▶ _EXCERPT TO READ_:
::::::::::
Other queue-busting technology includes self-checkout, where customers can scan items and pay on their own (supported by 30% of retailers). And payment kiosks, which are separate from the traditional checkout area (supported by 29% of retailers).

Poor payment options

Another expensive error is not providing shoppers with the right payment options.

We found that European retailers lost €1.3bn in potential sales over the past 12 months because customers couldn’t pay using their preferred payment method. But retailers don’t seem to think payment methods are a priority; little more than two in five state that ‘cutting edge’ payment options is a focus for them. This seems a shame. Shoppers increasingly expect to be able to use quick and convenient methods like Apple Pay and Google Pay. But only one in three say they are ‘very satisfied’ with the availability of these payment options.

Retail trends: What shoppers really want

Our research has uncovered a new category of shopper, which indicates the direction of consumer trends today.

Meet the Spendsetters

‘Spendsetters’ are the tech-savvy early-adopters, accounting for 51% of overall respondents and 60% of 18-34 year olds. They’re a good indicator of shopper expectations both today and in the future and they reveal three crucial components to a great shopping experience: Convenience, Context, and Control.
::::::::::
▶ _WHAT THIS EXERCISE ASKS_:
A: Write out every figure that the retail research excerpt gives with a percent sign, in the order they appear.
B: Go on with the passage on retail research, picking up after its final sentence.

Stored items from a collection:
::::::::::
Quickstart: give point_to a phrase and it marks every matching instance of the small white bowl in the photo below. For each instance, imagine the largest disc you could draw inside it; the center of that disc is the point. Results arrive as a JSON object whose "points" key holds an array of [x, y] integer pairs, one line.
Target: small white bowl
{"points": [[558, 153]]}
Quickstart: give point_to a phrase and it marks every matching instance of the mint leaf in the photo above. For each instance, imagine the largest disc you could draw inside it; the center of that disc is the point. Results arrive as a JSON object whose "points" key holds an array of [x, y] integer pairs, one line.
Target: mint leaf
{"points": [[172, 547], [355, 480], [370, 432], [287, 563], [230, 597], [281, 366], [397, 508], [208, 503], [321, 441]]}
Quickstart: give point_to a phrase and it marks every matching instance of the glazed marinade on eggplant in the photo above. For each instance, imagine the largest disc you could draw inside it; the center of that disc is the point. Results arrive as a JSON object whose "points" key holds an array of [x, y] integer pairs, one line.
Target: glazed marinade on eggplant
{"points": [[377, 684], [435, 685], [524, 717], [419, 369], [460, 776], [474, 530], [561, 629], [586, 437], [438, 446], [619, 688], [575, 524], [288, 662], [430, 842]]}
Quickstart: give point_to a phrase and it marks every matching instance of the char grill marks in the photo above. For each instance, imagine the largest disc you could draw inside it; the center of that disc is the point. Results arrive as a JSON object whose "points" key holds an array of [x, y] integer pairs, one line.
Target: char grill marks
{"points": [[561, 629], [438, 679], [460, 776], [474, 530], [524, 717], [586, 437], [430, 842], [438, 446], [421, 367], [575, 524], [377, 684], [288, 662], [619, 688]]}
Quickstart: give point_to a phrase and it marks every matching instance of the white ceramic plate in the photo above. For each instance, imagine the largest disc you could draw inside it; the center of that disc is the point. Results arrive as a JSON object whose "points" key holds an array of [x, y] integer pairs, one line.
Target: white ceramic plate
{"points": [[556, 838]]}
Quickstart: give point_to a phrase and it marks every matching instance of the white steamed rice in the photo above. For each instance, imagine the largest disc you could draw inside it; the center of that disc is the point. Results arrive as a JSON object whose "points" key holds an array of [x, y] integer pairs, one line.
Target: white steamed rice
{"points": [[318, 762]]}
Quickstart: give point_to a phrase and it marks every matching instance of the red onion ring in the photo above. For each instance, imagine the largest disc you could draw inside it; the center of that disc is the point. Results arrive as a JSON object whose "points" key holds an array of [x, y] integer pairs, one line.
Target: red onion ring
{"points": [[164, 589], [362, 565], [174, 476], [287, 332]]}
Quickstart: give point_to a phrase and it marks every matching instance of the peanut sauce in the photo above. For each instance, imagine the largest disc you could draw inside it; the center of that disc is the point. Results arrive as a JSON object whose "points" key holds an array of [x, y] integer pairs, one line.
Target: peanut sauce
::::::::::
▶ _TASK-BY-TASK OUTPUTS_:
A: 30%, 29%, 51%, 60%

B:
Convenience

Spendsetters see digital technologies as essential to their daily lives. As well as smartphones and tablets, they’re likely to own smart speakers and wearables. Not surprisingly, they have the highest demand for digital shopping experiences. 69% say they would shop more online if they could make purchases with a chatbot, half want to use a store-branded app to pay in store, and 57% said a ‘just walk out’ payment experience would encourage them to shop in store more.

H&M, whose shopper demographic fits neatly into the Spendsetter category, recently launched a voice assistant application. “The fashion industry is changing fast,” said H&M Group Business Development, Elin Frendberg. “Technology is more important than ever as an enabler in adapting to an ever-changing society.” And, always keen to experiment with new experiences, we've created a chatbot app for the Google Home smart speaker to guide you through our retail report.

Context

Personalization is important; half of Spendsetters said they would like to receive personalized information based on their immediate location. Technology like chatbots and smart speakers not only make shopping easier, but they’ll increase your efficiency and provide you with a wealth of data to improve your services.

Control

Spendsetters expect to be in the driving seat of their shopping experience. They don’t want a wasted journey to your store only to find an item is out-of-stock; 65% say the ability to check if an item is available online before going to the store would increase their loyalty. Understandably, they also want control over how their data is used, so security and transparency are paramount.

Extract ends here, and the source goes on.